▶ _Exercise description_:
Starting with the line that contains "Where can the purple flower spike", reproduce each line through the end of the entries exactly as written.
------ Extracted data ------
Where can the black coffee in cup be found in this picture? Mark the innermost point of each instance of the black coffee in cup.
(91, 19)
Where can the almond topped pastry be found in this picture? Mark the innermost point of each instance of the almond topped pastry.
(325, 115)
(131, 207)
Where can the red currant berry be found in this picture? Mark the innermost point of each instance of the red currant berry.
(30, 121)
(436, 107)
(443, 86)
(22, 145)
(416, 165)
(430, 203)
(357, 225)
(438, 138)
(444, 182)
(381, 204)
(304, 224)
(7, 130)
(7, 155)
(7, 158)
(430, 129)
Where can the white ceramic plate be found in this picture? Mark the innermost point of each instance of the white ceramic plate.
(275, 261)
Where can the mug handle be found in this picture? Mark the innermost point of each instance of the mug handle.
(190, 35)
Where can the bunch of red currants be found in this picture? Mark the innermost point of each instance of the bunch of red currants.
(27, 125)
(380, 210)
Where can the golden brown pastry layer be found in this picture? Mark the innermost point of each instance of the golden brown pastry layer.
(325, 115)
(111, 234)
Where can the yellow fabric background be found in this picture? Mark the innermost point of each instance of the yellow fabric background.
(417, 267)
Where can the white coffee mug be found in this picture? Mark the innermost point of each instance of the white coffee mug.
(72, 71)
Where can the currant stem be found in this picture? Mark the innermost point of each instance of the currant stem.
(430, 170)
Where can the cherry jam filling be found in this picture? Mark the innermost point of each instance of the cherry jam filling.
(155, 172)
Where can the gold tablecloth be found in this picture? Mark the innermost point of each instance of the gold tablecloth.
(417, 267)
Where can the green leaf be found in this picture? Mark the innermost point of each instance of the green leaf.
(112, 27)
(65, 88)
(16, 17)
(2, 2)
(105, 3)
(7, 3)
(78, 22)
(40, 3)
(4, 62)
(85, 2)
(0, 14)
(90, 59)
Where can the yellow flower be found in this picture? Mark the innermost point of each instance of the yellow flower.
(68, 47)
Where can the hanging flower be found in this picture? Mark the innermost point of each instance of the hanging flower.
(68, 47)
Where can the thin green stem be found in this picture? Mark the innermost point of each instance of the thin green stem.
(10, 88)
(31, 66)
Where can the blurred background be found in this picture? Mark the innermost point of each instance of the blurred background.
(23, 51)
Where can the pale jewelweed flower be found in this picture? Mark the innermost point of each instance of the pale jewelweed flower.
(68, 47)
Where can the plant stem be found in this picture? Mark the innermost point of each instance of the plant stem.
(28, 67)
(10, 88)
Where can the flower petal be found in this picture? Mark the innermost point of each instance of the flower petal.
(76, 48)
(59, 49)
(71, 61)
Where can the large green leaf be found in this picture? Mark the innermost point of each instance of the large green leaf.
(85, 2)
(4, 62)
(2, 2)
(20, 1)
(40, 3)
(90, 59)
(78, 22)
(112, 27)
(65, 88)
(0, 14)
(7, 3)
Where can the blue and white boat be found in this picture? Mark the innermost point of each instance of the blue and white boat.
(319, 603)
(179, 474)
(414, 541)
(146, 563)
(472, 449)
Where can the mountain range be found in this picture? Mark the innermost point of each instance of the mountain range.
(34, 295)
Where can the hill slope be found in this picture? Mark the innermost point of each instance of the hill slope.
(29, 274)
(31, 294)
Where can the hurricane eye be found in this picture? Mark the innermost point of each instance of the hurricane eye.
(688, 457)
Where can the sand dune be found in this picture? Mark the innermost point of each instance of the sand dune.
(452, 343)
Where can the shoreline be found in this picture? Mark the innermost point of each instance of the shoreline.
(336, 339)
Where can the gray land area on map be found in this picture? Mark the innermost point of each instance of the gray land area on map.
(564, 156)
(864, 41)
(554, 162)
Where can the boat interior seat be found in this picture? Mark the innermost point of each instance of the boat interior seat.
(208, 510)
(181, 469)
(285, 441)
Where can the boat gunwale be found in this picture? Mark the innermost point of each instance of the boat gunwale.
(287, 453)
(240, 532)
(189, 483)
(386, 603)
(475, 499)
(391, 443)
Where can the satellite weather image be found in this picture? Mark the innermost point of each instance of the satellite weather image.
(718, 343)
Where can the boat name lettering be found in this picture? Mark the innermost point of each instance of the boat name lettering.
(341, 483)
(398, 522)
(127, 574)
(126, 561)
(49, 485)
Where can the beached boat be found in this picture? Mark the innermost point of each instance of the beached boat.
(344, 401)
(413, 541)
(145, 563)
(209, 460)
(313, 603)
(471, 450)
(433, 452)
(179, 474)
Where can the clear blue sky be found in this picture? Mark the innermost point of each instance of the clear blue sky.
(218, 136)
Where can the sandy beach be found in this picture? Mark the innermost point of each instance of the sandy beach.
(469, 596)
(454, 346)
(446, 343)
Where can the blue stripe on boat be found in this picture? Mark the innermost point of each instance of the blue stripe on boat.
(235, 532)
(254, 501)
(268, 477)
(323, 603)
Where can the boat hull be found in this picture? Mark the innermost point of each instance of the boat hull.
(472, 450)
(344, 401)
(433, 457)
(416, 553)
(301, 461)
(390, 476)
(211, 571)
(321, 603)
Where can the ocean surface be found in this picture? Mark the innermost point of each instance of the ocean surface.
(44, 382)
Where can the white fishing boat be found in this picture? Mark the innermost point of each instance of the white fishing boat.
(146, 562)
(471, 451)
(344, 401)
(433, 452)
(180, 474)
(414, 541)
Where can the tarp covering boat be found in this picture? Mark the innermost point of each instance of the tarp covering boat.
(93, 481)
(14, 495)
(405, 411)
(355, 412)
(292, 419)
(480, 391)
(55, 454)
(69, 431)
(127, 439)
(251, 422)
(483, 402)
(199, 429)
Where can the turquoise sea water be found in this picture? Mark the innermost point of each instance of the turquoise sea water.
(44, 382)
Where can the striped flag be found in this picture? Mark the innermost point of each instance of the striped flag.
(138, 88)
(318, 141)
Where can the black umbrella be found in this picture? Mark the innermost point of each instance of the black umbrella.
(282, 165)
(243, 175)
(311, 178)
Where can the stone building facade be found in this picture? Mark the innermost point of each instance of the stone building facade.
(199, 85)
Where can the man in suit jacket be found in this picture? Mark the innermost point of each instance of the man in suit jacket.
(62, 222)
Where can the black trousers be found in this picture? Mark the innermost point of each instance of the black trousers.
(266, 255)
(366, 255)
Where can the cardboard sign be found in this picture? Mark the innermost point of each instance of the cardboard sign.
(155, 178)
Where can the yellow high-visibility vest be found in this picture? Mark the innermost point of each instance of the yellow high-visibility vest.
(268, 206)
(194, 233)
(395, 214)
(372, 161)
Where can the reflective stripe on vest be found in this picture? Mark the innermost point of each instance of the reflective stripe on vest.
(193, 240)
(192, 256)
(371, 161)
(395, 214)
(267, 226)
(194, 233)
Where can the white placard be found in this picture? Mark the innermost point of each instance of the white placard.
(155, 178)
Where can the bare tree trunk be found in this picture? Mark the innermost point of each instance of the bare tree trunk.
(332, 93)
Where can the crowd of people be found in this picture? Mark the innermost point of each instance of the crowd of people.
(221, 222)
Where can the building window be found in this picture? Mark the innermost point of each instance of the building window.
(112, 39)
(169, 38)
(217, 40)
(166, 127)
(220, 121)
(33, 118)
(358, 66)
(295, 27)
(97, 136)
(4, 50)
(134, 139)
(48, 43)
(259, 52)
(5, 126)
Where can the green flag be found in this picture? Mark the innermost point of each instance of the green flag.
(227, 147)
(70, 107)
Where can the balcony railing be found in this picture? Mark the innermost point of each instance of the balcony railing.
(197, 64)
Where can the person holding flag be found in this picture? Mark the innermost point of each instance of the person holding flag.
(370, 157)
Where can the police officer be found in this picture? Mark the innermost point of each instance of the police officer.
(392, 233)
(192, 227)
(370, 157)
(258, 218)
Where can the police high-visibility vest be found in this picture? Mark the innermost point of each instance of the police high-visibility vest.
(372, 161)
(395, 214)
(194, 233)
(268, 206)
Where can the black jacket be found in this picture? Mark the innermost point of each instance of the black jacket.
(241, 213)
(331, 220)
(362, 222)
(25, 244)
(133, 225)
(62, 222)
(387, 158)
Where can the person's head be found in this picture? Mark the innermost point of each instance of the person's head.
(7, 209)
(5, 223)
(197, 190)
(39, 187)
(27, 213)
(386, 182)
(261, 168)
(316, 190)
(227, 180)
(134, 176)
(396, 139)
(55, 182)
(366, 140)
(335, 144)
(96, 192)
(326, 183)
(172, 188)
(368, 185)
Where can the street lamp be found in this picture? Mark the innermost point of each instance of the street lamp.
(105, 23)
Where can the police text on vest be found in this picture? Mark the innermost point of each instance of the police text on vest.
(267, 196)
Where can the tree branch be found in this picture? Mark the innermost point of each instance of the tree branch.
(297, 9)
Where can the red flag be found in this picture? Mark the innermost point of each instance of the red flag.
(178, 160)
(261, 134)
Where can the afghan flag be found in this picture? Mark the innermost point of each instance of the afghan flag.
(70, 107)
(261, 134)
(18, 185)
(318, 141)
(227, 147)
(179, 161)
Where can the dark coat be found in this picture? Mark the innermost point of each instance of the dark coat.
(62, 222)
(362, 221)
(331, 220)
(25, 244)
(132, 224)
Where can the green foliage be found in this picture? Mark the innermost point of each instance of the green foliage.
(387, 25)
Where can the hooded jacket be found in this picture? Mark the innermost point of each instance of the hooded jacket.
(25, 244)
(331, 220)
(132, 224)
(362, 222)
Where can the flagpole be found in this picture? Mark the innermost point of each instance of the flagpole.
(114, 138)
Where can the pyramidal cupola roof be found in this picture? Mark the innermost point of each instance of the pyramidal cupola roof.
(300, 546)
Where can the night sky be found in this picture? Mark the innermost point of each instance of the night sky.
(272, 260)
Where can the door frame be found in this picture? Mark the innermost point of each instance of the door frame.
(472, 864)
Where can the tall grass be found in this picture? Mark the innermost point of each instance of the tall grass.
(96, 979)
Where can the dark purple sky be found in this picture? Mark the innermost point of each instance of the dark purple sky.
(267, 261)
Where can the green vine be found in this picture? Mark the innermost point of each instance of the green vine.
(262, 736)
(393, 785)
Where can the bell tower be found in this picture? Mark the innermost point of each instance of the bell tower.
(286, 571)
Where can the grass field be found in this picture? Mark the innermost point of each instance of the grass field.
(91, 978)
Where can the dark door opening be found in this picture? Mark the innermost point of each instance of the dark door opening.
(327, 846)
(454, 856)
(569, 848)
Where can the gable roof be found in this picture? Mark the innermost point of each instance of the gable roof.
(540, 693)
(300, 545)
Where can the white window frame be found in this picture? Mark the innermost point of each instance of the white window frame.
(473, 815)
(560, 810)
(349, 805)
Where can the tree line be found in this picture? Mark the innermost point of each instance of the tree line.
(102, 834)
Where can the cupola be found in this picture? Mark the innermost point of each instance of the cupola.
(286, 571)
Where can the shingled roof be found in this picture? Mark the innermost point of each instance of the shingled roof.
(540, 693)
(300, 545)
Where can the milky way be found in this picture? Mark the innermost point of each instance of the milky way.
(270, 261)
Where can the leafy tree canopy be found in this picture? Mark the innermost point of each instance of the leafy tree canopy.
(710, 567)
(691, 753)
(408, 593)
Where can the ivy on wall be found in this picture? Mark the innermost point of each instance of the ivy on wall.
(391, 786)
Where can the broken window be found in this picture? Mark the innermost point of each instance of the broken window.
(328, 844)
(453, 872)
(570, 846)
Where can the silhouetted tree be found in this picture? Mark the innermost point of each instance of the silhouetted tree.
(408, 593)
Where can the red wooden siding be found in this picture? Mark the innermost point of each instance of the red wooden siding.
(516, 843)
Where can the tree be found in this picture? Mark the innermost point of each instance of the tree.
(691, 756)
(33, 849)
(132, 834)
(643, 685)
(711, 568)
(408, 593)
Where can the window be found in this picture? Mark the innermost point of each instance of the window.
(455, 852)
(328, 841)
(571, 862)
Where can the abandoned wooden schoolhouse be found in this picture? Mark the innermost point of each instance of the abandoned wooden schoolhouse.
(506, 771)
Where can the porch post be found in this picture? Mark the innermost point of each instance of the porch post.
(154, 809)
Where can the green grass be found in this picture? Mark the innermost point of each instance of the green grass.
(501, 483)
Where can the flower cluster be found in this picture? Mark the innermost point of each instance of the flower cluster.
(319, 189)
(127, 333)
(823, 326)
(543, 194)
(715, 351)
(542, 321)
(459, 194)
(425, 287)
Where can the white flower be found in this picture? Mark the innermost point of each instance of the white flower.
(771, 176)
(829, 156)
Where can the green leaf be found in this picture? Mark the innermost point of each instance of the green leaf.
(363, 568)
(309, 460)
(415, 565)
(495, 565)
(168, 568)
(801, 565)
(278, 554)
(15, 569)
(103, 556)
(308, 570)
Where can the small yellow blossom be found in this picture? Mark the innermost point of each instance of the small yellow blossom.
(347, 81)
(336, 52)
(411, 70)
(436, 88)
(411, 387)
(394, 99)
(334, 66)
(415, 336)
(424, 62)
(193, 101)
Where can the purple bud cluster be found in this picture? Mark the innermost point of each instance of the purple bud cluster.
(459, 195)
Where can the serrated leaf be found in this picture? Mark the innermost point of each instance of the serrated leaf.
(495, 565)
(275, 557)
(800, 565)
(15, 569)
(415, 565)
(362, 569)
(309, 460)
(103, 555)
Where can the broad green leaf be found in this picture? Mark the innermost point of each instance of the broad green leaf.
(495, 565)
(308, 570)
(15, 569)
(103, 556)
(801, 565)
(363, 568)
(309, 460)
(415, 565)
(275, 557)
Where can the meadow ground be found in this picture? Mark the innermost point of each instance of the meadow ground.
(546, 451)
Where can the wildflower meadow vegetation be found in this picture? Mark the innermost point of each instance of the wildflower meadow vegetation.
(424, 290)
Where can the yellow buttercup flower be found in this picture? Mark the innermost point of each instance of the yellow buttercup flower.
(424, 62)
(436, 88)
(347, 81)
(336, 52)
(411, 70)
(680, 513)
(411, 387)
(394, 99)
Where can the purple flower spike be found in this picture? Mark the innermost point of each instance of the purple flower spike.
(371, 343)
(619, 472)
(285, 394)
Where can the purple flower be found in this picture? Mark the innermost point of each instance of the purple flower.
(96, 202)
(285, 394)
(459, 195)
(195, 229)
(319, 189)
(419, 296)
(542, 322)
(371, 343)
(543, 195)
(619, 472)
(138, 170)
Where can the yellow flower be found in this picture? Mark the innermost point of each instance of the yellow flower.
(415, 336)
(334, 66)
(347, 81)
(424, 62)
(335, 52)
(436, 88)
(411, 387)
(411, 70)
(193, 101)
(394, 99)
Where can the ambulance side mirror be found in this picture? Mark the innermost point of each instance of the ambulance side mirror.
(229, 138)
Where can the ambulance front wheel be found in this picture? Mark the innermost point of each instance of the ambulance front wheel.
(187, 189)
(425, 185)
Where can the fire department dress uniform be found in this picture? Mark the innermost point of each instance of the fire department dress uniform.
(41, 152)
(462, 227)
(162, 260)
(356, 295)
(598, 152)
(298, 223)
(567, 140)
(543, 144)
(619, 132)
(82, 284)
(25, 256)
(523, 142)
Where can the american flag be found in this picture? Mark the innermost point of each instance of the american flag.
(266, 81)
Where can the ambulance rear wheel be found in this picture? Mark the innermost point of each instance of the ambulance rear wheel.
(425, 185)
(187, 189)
------
▶ _The completed task_:
Where can the purple flower spike be found in this picture? Mark the innermost point of each instance of the purple flower spike.
(371, 343)
(619, 472)
(285, 394)
Where can the purple flower be found in this picture? Mark the innermost point of each instance of the purple flower.
(96, 202)
(285, 394)
(459, 195)
(195, 229)
(319, 189)
(419, 296)
(542, 322)
(371, 343)
(543, 195)
(619, 472)
(138, 170)
Where can the yellow flower be found in this picture? Mark the innermost point of each instance of the yellow flower.
(415, 336)
(334, 66)
(347, 81)
(424, 62)
(335, 52)
(436, 88)
(411, 387)
(411, 70)
(193, 101)
(394, 99)
Where can the ambulance side mirror be found in this picture? Mark the innermost point of each instance of the ambulance side mirror.
(229, 138)
Where can the ambulance front wheel be found in this picture? Mark the innermost point of each instance of the ambulance front wheel.
(187, 189)
(425, 185)
Where can the fire department dress uniform be found in this picture? Mark the innermost point of each instance of the fire department dress uniform.
(41, 152)
(462, 227)
(162, 260)
(356, 295)
(598, 152)
(298, 223)
(567, 140)
(543, 144)
(619, 132)
(82, 284)
(25, 256)
(523, 142)
Where can the american flag be found in this picture? Mark the innermost point of each instance of the american flag.
(266, 81)
Where can the ambulance rear wheel be found in this picture? Mark the innermost point of each instance of the ambulance rear wheel.
(425, 185)
(187, 189)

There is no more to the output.